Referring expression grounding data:
________

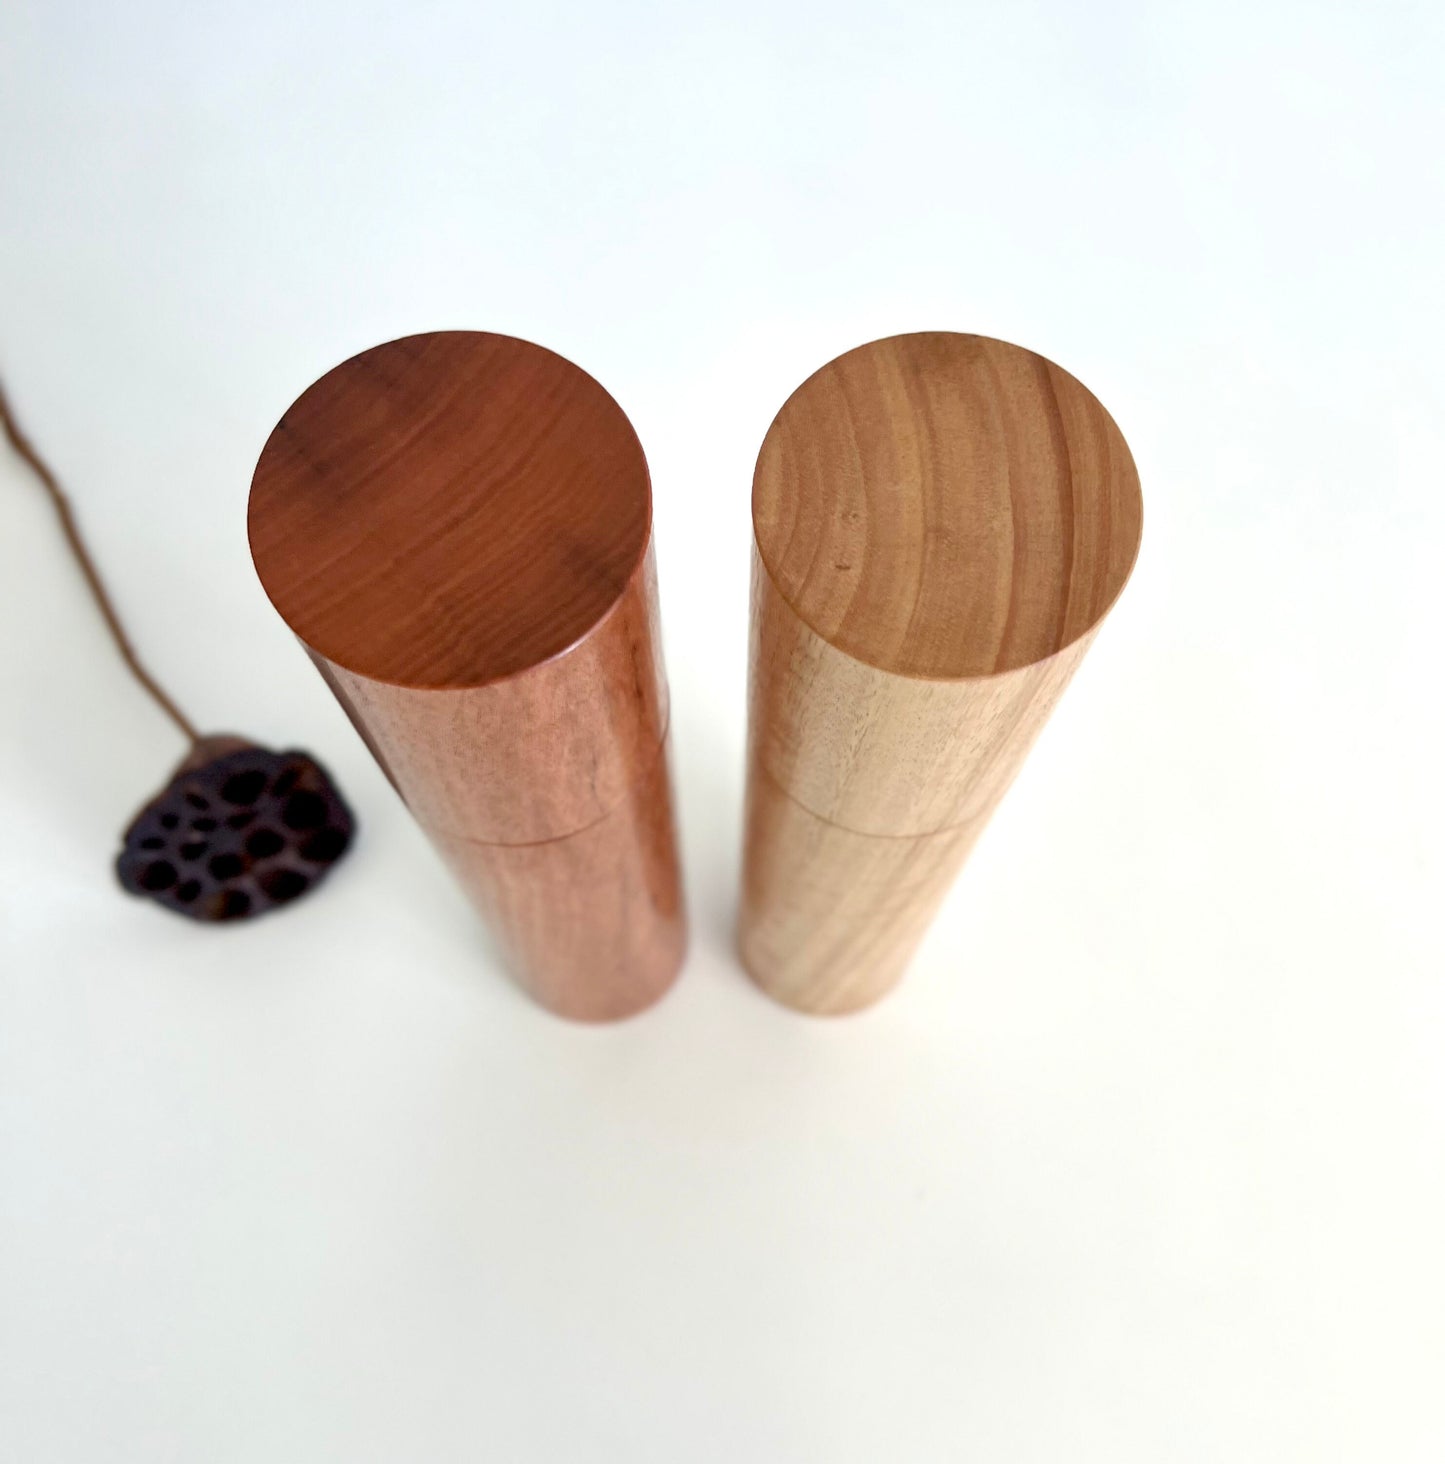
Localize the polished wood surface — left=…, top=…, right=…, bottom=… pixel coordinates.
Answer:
left=435, top=735, right=684, bottom=1023
left=742, top=333, right=1143, bottom=1014
left=249, top=332, right=684, bottom=1020
left=250, top=331, right=653, bottom=690
left=741, top=758, right=985, bottom=1015
left=312, top=551, right=668, bottom=844
left=752, top=331, right=1140, bottom=679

________

● **What is expected**
No pictures go in the copy. Set down all the data exactly.

● **Result for this task**
Localize the polished wood surface — left=…, top=…, right=…, bottom=… pixel coordinates.
Answer:
left=435, top=735, right=684, bottom=1023
left=742, top=333, right=1143, bottom=1014
left=249, top=332, right=684, bottom=1020
left=250, top=331, right=653, bottom=690
left=741, top=758, right=985, bottom=1015
left=312, top=551, right=668, bottom=844
left=752, top=331, right=1140, bottom=679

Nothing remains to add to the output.